● What this task involves
Copy the listing below word for word, starting at the line that contains "[find] the green" and ending at the last line of the listing, with both of those lines included.

● Material shown
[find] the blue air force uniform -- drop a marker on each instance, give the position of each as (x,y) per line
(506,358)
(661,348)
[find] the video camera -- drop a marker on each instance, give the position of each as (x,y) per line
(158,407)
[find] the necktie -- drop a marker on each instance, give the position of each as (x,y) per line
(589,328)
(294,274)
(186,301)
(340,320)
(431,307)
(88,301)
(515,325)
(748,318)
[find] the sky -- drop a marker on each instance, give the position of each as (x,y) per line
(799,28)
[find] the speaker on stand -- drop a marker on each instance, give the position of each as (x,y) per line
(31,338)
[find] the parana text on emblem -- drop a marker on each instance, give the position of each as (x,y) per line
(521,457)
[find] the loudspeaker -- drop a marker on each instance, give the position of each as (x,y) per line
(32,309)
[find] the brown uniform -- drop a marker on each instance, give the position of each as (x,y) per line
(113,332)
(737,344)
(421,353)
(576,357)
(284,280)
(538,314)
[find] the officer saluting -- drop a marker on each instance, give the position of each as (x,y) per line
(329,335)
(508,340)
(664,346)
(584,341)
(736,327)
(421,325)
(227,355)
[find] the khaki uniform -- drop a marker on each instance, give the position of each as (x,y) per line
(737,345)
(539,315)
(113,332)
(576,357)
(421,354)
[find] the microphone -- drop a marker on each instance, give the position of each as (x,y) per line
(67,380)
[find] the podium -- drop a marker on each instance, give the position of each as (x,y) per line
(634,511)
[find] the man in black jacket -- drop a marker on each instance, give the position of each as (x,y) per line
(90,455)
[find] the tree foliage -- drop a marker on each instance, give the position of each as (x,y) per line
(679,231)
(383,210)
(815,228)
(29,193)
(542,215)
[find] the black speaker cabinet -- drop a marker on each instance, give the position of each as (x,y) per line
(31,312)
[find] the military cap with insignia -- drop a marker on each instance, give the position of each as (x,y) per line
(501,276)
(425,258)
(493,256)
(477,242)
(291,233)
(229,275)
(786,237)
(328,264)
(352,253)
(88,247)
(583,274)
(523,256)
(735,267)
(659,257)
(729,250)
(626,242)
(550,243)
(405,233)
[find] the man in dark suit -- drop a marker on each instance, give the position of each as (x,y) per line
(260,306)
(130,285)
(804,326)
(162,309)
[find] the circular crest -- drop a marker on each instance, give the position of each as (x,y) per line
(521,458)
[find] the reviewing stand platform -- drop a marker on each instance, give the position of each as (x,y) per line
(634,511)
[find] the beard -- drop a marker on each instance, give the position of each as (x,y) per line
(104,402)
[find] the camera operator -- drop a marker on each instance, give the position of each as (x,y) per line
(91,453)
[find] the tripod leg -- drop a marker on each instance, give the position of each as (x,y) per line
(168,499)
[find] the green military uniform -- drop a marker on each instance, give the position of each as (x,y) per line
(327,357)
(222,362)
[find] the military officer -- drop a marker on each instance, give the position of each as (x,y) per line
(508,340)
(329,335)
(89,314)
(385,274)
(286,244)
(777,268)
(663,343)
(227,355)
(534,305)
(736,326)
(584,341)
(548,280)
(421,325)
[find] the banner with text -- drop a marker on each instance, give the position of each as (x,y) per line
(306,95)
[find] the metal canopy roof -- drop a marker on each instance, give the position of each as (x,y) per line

● Problem solution
[find] the green military uniform -- drop a marker on each instance, give the position of each as (x,y) per line
(327,357)
(222,362)
[find] the military officer -- drop a marker on each instance, give the position of each as (x,y) per line
(508,340)
(329,335)
(89,314)
(385,274)
(286,244)
(777,268)
(663,343)
(227,355)
(534,305)
(736,326)
(584,341)
(548,280)
(421,325)
[find] the banner with text -- drop a marker on each instance, give the position of each as (x,y) per line
(306,95)
[find] the metal canopy roof -- drop a marker on each instance, give the position of each as (x,y) per line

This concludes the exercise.